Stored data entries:

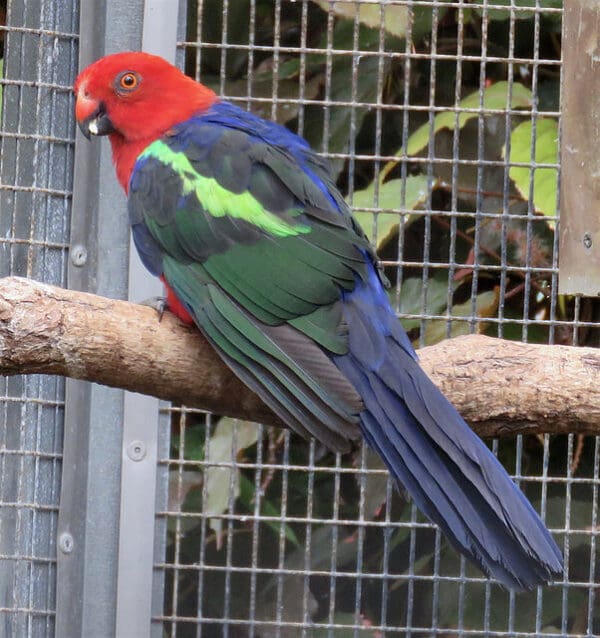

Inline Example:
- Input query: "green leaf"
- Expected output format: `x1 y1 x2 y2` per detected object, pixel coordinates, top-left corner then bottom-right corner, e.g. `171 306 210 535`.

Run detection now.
502 118 558 216
204 417 258 536
240 474 300 548
313 0 409 38
404 82 532 159
352 175 428 247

SHORT PROBLEM:
Replace "pixel coordinates" with "image coordinates" in the entries and give them again with nothing else changed. Leave the pictures out.

SOLUTION FOR THIS EXERCISE:
Inline Example:
- Input query: "green leaf"
- Expected output format: `x1 y1 x2 y2` per detected object, image coordinates, top-left corner then bottom-right corner, e.g. `171 306 210 535`.

Run detection now.
502 118 558 216
204 417 258 536
240 474 300 548
313 0 409 38
404 82 532 159
352 175 428 247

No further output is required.